Text segment:
——

Looking Back

Tom Shore – Renaissance Man, wanted war criminal, and former co-editor of this august
publication – winced when I told him that I intended my final article to be a reflection
on three years of Royal Holloway. He correctly predicted that, having taken every
opportunity to slam the university throughout the year, I would devote my last words
towards the ultimate castigation of the establishment. And indeed he was right, as at the
time I intended to do just that. Sadly however, looking back at the times I’ve had during
my tour of duty, I am prevented from giving the old place too rough a ride.

One of the first criticisms I heard when I arrived was that Holloway was too out-of-the-
way. A handful of pubs and restaurants were all the towns of Egham and Englefield
Green provided in terms of entertainment. Students inclined towards intensive partying
lamented the need to commute to neighbouring Windsor (or Staines if you’re not fussy
about the smell), or indeed to go the whole hog and mission it to London, having either to
catch the annoyingly early last train or do an all-nighter and wander the streets in search
of shelter for three hours before Waterloo opens. True, Holloway is a tad isolated. But
you knew that before you got here, unless of course it was your safety net during uni
applications and you never intended to come (that’s right Oxbridge rejects, I’m laughing
at you). Besides which, not many universities offer that unique backwater quirk of
Holloway’s in which you are guaranteed to bump into people you know as soon as you
step outside. So back off.

——

Tasks and exercises:
**a.** List every town, city, or station named in the paragraph of the Royal Holloway reflection beginning "One of the first criticisms".
**b.** Continue the Royal Holloway reflection from its last line, "So back off."

(Data extracted from a collection)

——

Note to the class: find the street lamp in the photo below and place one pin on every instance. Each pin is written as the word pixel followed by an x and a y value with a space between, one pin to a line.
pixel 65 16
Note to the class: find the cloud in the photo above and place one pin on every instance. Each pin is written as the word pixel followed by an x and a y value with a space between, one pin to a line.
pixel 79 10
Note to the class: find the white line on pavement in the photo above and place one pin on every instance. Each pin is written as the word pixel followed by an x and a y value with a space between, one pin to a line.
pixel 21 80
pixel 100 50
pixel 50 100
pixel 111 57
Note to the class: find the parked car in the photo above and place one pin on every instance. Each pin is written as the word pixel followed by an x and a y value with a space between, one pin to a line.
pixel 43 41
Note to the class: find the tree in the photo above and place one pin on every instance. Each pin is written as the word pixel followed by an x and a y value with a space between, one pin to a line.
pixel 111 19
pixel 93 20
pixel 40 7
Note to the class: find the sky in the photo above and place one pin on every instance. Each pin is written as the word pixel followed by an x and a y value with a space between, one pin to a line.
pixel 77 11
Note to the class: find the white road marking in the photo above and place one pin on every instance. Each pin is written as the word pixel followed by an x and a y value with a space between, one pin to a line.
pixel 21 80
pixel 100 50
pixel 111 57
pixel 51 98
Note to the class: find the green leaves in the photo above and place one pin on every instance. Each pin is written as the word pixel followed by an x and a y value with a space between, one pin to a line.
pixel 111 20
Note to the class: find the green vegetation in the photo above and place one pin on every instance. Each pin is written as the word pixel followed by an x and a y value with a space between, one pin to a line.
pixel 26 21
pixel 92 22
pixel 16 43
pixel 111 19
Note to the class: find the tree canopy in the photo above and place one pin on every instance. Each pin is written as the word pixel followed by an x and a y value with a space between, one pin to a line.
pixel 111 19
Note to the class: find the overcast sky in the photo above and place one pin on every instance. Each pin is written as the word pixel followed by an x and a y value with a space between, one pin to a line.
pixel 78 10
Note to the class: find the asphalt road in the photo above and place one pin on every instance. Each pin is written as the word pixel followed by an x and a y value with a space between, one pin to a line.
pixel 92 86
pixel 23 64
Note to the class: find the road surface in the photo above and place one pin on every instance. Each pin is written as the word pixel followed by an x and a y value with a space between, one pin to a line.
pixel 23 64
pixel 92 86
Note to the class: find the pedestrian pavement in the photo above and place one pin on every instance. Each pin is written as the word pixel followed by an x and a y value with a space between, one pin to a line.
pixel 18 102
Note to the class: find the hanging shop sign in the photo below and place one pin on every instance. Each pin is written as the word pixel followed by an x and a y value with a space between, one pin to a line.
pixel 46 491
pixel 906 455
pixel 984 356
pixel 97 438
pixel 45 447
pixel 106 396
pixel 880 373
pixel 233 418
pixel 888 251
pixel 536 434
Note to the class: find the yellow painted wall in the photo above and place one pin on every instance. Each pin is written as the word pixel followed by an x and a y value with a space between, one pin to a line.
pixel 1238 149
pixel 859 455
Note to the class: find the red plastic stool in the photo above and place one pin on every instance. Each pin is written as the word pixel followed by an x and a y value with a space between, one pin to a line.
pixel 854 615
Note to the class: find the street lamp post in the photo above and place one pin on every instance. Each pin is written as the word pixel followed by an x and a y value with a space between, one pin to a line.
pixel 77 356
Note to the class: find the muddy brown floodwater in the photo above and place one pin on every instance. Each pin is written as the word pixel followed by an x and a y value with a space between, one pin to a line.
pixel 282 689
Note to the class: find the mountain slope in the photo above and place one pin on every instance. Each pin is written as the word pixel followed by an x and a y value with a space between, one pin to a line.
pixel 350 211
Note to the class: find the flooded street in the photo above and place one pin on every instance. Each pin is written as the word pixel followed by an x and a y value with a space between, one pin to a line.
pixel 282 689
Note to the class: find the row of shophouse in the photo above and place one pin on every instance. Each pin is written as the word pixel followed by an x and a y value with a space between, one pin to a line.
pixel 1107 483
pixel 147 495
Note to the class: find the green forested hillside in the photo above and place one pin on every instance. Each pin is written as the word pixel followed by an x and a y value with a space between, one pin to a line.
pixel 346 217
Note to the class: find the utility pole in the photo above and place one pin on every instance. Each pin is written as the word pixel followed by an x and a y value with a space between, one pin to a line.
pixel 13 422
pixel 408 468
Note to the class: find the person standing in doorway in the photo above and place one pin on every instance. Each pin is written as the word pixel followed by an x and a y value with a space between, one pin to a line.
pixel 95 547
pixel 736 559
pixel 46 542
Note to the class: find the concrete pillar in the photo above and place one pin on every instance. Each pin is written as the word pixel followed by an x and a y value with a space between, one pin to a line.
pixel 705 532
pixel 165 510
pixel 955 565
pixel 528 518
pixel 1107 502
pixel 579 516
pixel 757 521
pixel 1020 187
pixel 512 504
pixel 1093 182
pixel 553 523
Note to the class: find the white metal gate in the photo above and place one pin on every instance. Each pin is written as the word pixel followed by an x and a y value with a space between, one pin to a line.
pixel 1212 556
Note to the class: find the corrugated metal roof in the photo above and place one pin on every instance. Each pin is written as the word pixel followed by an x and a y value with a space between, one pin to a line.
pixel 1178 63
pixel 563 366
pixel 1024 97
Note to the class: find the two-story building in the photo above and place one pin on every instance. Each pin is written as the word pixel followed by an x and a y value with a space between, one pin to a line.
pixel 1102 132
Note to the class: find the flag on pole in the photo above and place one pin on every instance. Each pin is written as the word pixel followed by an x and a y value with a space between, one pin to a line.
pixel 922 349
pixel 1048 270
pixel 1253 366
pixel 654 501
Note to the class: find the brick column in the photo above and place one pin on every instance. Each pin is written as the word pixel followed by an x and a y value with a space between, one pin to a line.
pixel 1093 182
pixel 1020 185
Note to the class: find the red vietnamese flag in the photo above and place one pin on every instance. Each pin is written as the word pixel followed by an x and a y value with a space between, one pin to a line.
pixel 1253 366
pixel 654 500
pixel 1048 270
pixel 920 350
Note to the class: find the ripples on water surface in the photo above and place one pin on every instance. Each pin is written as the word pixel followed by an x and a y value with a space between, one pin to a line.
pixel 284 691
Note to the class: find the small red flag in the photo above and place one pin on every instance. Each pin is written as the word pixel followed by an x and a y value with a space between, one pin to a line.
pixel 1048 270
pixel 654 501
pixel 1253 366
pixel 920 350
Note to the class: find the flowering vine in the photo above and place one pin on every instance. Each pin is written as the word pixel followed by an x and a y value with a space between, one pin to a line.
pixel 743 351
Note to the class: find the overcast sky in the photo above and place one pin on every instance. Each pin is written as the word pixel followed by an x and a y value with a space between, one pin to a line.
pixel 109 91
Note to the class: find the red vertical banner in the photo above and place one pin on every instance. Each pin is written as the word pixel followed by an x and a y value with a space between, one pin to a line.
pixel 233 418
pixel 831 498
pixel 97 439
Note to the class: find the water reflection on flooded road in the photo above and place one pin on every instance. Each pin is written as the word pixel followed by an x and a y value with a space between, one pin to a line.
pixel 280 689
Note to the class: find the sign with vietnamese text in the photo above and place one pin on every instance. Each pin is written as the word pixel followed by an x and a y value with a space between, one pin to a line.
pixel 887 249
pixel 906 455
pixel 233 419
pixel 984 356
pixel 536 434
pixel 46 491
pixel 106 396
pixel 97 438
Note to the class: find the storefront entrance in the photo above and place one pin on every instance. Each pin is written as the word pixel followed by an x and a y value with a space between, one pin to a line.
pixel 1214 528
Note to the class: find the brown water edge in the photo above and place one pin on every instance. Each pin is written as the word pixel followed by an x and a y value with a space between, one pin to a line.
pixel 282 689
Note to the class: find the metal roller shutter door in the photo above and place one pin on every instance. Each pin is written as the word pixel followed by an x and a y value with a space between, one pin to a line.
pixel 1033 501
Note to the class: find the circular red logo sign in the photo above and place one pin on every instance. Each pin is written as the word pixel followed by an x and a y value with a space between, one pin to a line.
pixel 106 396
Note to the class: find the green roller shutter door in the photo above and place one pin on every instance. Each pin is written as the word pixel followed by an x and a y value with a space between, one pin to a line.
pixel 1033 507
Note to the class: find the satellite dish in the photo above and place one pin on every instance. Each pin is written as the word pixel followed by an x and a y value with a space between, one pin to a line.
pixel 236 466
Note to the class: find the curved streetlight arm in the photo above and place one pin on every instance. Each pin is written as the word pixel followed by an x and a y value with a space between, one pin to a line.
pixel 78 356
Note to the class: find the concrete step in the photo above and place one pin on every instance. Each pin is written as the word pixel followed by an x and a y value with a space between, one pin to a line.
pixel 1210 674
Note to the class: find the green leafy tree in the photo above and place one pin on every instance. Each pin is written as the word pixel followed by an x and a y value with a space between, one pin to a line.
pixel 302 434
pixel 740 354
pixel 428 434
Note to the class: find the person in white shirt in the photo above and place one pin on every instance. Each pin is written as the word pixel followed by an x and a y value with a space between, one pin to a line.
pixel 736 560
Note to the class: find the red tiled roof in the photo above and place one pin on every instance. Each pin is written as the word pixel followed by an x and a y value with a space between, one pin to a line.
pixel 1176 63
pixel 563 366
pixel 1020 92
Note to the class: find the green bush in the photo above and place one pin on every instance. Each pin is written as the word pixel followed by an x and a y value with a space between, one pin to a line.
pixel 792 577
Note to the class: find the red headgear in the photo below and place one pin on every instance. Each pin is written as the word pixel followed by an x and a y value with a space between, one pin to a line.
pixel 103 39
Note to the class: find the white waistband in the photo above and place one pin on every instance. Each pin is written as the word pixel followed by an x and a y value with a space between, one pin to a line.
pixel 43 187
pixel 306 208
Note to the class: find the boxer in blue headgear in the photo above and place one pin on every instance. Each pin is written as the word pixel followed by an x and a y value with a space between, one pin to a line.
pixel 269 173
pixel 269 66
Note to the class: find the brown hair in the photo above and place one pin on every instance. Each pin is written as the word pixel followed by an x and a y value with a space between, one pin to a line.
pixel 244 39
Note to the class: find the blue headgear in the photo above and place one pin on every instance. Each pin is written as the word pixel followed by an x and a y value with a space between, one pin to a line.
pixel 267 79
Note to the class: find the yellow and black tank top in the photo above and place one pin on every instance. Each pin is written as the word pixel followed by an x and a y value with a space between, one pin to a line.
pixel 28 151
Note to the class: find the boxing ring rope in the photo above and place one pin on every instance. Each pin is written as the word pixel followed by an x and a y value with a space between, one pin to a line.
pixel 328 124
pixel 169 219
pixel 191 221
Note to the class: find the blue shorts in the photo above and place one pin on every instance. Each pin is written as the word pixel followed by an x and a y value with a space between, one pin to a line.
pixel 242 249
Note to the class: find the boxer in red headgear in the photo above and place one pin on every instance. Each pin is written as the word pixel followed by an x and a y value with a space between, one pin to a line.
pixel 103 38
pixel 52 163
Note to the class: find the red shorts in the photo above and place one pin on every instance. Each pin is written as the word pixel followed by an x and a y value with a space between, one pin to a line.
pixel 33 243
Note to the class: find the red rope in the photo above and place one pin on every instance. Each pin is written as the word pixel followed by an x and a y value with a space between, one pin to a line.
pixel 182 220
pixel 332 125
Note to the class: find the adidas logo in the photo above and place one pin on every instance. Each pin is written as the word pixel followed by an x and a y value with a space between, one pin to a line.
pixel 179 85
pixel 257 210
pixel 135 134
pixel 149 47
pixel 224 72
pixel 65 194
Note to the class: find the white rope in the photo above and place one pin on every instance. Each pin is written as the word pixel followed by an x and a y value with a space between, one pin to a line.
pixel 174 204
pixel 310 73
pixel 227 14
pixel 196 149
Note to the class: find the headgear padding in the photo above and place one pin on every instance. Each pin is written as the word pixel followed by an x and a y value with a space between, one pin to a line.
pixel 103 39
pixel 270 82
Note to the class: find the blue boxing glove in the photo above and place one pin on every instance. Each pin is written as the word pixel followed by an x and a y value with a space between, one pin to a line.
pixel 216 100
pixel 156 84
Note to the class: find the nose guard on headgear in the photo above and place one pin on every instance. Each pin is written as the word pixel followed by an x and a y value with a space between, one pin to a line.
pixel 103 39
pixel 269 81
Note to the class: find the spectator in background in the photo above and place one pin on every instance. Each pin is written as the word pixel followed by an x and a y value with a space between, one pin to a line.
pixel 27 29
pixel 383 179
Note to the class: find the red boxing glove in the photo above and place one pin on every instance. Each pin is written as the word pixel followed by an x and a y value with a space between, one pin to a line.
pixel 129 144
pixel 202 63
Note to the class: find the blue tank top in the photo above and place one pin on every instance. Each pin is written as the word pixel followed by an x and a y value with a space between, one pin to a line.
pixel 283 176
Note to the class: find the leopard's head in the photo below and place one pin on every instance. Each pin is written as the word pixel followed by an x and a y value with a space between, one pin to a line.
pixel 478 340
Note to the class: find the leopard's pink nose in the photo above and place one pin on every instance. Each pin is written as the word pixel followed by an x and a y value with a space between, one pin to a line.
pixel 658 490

——

Task results:
**a.** Egham, Englefield Green, Windsor, Staines, London, Waterloo

**b.**
Of course, some frustrations need to be addressed; the fact that all university brochures
feature Founder’s building but neglect to include the architectural nightmare
which constitutes the rest of campus for one. Then, of course, there’s the archetypal
Hollowegian. Although likely as not they’re a minority, shit sticks nonetheless, and
Royal Holloway has unintentionally cultivated the image of being an enclave of Jack
Wills-flaunting, blue-blooded nobbers. Girls with names like Daphne and Xenobia patrol
the dance floor of the SU in search of some tanked rugger bugger who’ll use them like
a piece of meat and then move on to a fresher model at the earliest opportunity. Why?
Because they can that’s why.

And now, finally, we arrive at the ultimate Royal Holloway tumour; the Student’s Union.
Ah, the SU! That fine body of men and women elected and appointed to cater to the
needs of the student body, and that dire building they’re proud to call their own. The SU
has been, to be frank, a fixed point in a changing world, as it has consistently offered
itself to all and sundry as a source of puzzlement, frustration and hostility, never flinching
from strict adherence to the SU mission statement ‘to set a low standard and fail to
maintain it’. The gang of careerists who compete for admin jobs are usually drawn from
the biological subcategory of humanity known as Cuntus Mediocritus, dedicated towards
the improvement of their C.V.s and the neglect of their duties. But I digress.

The point of this article is not to lambaste the university, although I couldn’t resist a few
parting shots. The point is that actually, minutia aside, this has been a pretty great three
years. I cannot help but say that Royal Holloway College is a rather awesome place.
Campus life is rich with a pluralism which the cliques of school and conformity of the
workplace are unable to provide. Never again will we find ourselves in an environment
in which nobody is better than anybody else, and where the person you chose to be
is acceptable at face value. Tolerance abounds, its warm embrace permeating from
Founder’s quad and Crosslands through to every society or event, no matter how big or
small, popular or culty.

For me Holloway has offered lifelong friendships, great laughs, and the odd heartbreak.
If I had my time over, I wouldn’t change a thing. Screw you Establishment!